Your assignment - Check the listing below line by line and report how many lines hold "this", with no other words.

Data under study -
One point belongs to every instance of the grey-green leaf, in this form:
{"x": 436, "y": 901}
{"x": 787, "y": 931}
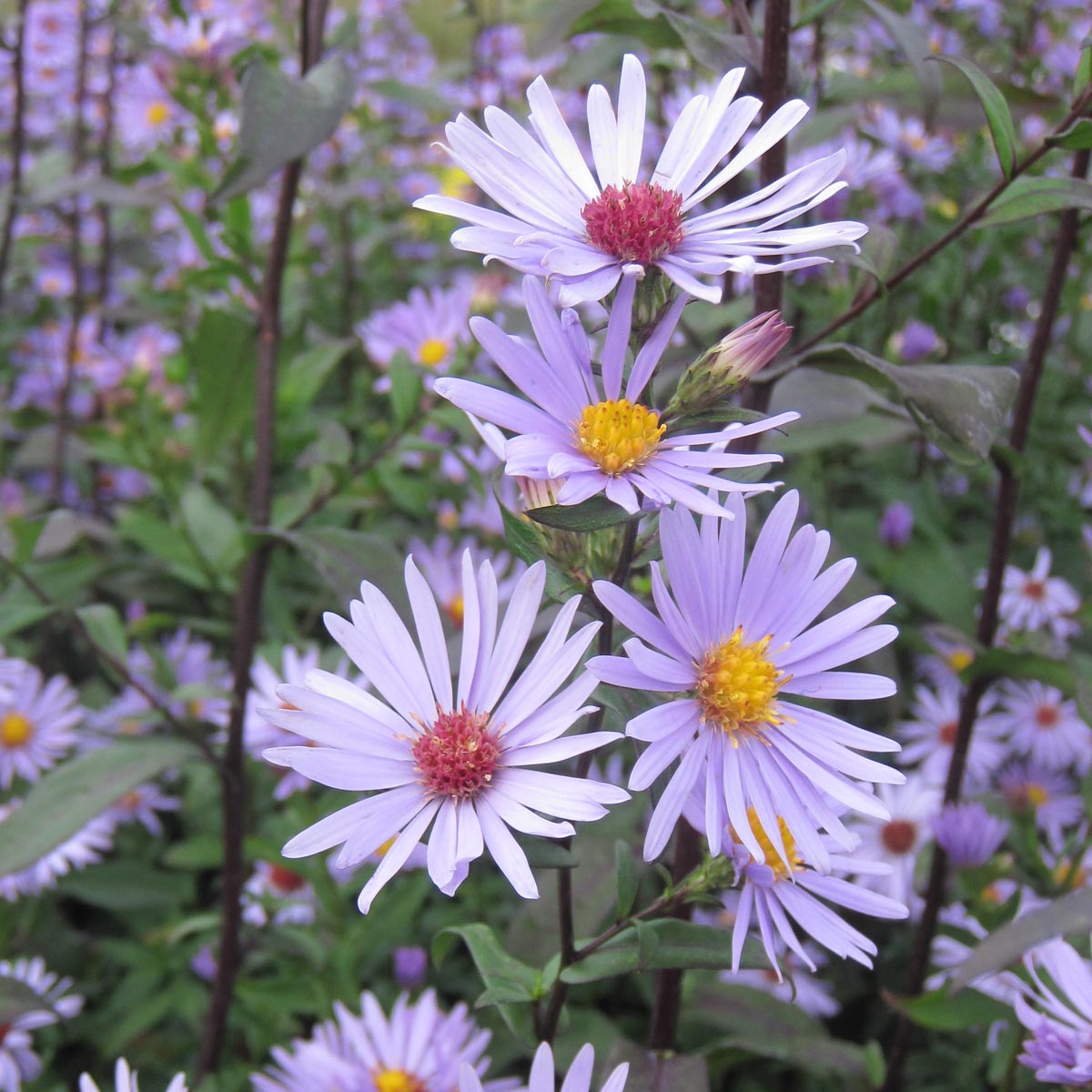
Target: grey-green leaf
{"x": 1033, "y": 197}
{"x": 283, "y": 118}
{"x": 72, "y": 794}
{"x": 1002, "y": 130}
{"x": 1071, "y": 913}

---

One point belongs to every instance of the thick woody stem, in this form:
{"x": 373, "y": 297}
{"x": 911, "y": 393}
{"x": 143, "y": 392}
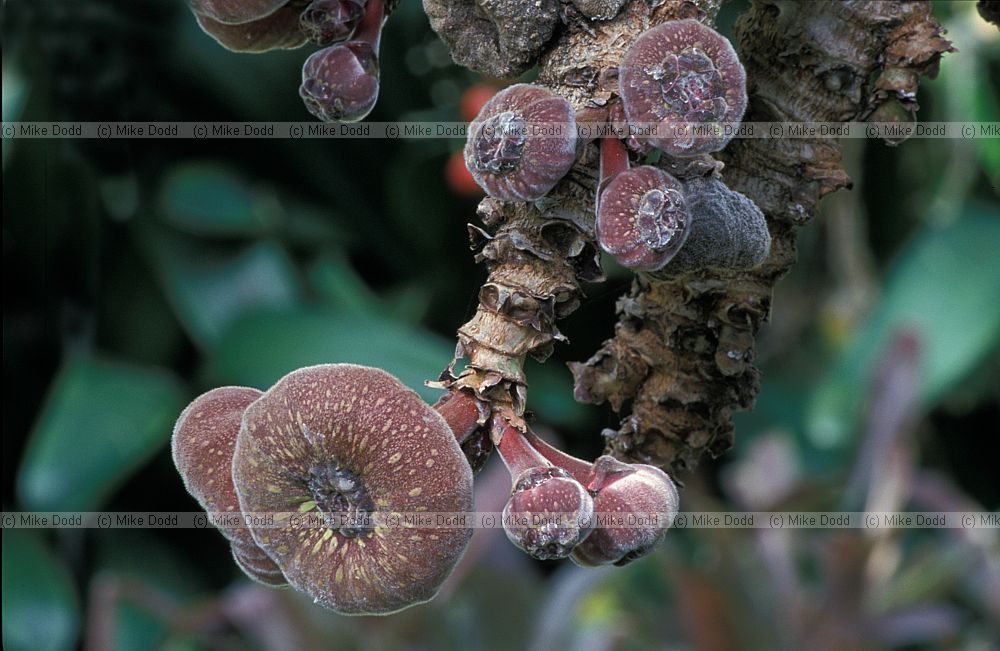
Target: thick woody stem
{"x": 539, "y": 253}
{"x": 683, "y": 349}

---

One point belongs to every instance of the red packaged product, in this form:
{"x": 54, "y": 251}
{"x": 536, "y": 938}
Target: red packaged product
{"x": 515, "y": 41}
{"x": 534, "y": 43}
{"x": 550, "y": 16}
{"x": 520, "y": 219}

Output below - 3